For example, in a scenario where the sensor is used as a pedometer,
the sensor may be configured to transmit a count of a number of
interrupts received from an accelerometer that are judged to have
resulted from steps taken by the user, and the server computing
device may be configured to determine that the user behavioral
action has been performed when the count exceeds a predetermined
number corresponding to a distance and/or step goal.
[0042] As explained above, the sensor may include an accelerometer
configured to detect motion in the sensor resulting from user
interaction with an object to which the sensor is affixed or
otherwise operatively connected. In such embodiments, the primary
event may include a primary motion event detected by the
accelerometer. Thus, when a user initiates a movement of the object
connected to the sensor, an interrupt is generated by the
accelerometer, causing the sensor to enter an active state and
evaluate accelerometer information provided by the accelerometer.
However, because the object may be moved for reasons other than
performance of the user behavioral action, the sensor may be
configured to distinguish among motion events detected by the
accelerometer. For example, a dropped object may experience a shock
force detected by the accelerometer that is characterized by a
force in excess of 1.3 g. Thus, the sensor may be configured to
ignore such shock forces, and determine that the user behavioral
action was performed if the primary motion event is characterized
by a force of less than a predetermined drop shock force. In such
embodiments, the behavior data may be generated from and/or include
accelerometer information (e.g. force and direction information)
===
• _Action item A_
According to the sensor extract, what force characterizes the shock that a dropped object may experience?
• _Action item B_
Write the next part of the sensor extract, picking up from its last words.

(Photo-based referring expression data)
===
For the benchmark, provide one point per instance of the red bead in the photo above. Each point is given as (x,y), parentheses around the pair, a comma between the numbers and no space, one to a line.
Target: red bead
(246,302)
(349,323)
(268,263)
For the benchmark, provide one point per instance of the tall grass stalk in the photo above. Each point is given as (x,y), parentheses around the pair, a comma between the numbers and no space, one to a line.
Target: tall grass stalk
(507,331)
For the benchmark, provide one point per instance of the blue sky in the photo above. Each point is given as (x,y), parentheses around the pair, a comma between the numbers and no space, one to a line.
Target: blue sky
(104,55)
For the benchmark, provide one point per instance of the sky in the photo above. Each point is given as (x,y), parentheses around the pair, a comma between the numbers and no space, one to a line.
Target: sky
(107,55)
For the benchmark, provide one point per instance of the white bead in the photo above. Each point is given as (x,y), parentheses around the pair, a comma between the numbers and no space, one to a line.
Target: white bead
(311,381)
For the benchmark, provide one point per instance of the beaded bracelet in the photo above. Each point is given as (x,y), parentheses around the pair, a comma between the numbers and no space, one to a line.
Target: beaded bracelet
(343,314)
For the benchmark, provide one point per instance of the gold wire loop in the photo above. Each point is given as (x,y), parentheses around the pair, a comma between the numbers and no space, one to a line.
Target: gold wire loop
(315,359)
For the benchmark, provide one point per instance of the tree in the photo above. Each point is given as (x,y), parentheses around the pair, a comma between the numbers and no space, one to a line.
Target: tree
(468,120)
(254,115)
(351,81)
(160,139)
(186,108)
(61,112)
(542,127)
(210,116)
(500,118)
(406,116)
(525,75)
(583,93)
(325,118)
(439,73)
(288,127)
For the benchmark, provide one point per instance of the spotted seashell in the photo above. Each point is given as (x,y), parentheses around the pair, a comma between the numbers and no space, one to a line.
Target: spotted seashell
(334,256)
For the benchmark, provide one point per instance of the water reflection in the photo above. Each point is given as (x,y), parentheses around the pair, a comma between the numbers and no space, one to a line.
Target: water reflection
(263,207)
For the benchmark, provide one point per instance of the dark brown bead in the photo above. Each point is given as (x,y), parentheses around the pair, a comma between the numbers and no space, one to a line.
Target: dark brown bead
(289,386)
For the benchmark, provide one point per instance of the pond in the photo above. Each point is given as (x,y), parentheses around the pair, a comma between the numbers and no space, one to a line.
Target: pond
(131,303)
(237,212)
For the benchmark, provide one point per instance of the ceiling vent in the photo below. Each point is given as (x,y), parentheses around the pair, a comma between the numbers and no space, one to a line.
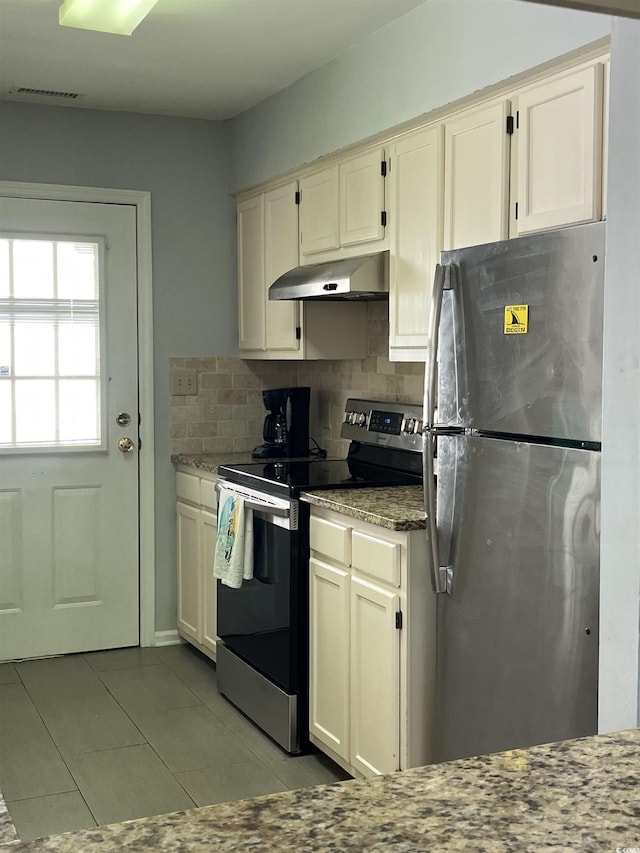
===
• _Exercise response A_
A force in excess of 1.3 g.

• _Exercise response B_
received from the accelerometer. Further, the companion condition
may include a companion motion detected by the accelerometer, so
that a particular combination of motion events detected by the
accelerometer signifies the performance of a particular user
behavioral action.
[0043] FIGS. 3-5 show flow charts illustrating embodiments of
methods for detecting a user behavioral action using a sensor
including an accelerometer. While the examples described below
detect user behavioral action using primary events detected by an
accelerometer and/or companion conditions detected with reference
to accelerometer information, it will be appreciated that other
suitable detectors may be used to detect primary events and/or
companion conditions. For example, photosensors and/or acoustic
sensors may be used to detect companion conditions to reduce an
occurrence of false positive determination that a user behavioral
action has occurred that may result from a faulty
accelerometer.
[0044] For example, FIG. 3 shows a flow chart illustrating an
embodiment of a method 300 of detecting a bottle dispense action.
This may permit users to track consumption of water, medication,
etc., over time. A sensor comprising an accelerometer for
identifying dispensing actions may be operatively coupled to a
bottle. While method 300 is described with respect to a bottle
below, it will be appreciated that the sensor may be coupled to any
suitable container within the scope of the present disclosure. In
one scenario, such a sensor may be packaged in a button-like
enclosure affixed to any suitable portion of the bottle, such as a
lid, a sidewall, or a base of the bottle.
[0045] Method 300 includes, at 302, maintaining a standby condition
for the sensor. At 304, method 300 includes detecting a primary
motion event in the bottle with an accelerometer included in the
sensor. For example, in some embodiments, an interrupt to a
processor of the sensor is generated when the bottle is moved.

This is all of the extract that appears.